SOURCE MATERIAL:
- - -

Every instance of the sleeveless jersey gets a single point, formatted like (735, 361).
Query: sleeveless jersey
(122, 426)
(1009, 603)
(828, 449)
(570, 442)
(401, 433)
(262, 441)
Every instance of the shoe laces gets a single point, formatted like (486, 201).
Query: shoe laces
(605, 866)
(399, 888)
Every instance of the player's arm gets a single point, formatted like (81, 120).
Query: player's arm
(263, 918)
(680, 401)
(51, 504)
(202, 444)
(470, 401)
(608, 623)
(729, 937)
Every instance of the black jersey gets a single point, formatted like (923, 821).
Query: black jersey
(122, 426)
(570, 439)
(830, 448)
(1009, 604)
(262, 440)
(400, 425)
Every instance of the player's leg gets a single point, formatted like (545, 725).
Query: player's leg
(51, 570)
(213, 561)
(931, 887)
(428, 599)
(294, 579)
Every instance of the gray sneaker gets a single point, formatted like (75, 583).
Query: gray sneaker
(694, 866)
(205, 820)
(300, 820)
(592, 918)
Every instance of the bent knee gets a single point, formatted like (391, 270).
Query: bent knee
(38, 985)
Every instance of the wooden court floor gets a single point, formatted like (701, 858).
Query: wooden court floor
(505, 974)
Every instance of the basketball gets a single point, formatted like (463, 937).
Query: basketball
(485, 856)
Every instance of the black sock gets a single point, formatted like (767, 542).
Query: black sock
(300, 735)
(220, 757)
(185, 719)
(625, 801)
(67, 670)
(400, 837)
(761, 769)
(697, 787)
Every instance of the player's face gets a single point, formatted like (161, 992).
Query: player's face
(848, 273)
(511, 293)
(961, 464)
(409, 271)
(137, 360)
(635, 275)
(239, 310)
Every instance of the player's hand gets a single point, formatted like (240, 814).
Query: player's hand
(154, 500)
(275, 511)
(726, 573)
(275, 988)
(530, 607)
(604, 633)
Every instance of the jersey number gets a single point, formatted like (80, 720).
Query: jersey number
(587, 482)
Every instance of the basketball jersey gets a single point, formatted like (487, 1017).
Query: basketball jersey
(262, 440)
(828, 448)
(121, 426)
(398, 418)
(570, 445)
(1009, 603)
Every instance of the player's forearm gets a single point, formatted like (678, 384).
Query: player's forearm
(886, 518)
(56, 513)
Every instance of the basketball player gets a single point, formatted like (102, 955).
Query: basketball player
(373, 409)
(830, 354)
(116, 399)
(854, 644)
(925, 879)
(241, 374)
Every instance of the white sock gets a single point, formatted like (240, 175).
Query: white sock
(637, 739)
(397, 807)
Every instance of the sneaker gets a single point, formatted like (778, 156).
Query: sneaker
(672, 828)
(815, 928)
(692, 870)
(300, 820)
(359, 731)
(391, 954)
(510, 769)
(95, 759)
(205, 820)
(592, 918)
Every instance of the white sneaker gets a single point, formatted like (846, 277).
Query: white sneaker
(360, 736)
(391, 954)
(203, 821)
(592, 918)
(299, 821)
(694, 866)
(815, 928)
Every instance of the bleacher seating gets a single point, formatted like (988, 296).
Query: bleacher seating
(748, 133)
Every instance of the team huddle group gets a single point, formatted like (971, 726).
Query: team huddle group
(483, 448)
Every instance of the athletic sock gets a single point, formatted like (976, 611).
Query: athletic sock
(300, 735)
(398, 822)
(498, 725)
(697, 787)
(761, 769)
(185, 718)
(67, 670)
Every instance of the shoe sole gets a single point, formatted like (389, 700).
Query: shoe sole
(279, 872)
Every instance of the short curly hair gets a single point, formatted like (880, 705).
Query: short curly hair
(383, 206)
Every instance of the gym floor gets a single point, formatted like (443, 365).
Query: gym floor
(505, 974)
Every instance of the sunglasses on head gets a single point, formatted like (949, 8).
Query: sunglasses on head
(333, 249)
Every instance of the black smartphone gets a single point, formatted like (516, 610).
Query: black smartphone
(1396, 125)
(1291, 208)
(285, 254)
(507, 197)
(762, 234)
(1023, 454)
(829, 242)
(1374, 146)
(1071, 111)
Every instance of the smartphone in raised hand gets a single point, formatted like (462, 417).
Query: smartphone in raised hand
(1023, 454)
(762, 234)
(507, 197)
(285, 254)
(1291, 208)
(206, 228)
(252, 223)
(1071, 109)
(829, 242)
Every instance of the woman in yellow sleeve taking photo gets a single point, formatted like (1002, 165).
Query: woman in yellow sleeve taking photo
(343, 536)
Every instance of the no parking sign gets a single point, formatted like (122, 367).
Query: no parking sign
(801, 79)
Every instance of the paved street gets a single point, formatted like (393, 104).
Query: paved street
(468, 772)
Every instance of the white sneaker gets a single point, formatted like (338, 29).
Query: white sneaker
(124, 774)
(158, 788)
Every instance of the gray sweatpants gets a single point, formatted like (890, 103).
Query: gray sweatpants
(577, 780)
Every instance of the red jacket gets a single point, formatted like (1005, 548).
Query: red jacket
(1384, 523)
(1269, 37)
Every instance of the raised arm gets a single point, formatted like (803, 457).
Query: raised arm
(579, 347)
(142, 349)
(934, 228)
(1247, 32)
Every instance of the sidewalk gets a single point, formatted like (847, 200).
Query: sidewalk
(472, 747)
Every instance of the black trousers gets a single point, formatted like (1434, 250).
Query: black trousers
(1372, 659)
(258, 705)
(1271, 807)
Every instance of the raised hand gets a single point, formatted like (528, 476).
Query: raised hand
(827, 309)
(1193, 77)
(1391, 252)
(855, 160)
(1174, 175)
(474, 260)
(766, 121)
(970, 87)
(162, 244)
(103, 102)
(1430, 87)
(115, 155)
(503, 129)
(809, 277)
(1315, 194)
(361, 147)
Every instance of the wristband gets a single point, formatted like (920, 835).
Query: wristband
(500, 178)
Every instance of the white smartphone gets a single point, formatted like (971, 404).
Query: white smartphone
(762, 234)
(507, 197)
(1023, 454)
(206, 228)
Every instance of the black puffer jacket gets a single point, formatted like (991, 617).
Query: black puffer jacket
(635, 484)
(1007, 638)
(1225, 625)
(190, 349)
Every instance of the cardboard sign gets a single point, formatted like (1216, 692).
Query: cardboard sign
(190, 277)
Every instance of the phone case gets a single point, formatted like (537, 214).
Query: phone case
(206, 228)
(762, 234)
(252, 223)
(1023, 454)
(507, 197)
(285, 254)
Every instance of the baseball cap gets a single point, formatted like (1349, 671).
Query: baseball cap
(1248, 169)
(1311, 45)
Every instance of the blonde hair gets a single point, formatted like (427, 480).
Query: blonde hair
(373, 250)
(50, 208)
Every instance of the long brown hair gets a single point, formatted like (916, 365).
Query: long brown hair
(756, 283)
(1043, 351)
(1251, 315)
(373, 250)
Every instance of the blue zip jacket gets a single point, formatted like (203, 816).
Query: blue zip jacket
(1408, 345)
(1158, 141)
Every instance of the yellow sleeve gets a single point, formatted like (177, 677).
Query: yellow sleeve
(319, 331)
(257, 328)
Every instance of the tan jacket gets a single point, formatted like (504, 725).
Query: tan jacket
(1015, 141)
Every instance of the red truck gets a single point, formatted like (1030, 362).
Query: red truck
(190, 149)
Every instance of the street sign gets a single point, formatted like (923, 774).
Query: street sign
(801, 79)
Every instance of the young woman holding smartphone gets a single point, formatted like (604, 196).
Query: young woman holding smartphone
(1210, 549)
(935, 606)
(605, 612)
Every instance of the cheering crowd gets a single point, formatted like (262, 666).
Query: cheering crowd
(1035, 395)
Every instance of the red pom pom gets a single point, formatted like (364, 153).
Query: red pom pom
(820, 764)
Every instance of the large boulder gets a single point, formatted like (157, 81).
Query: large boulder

- - -

WORK ITEM:
Your answer must be a single number: the count of lines above that hold the word "large".

OUTPUT:
2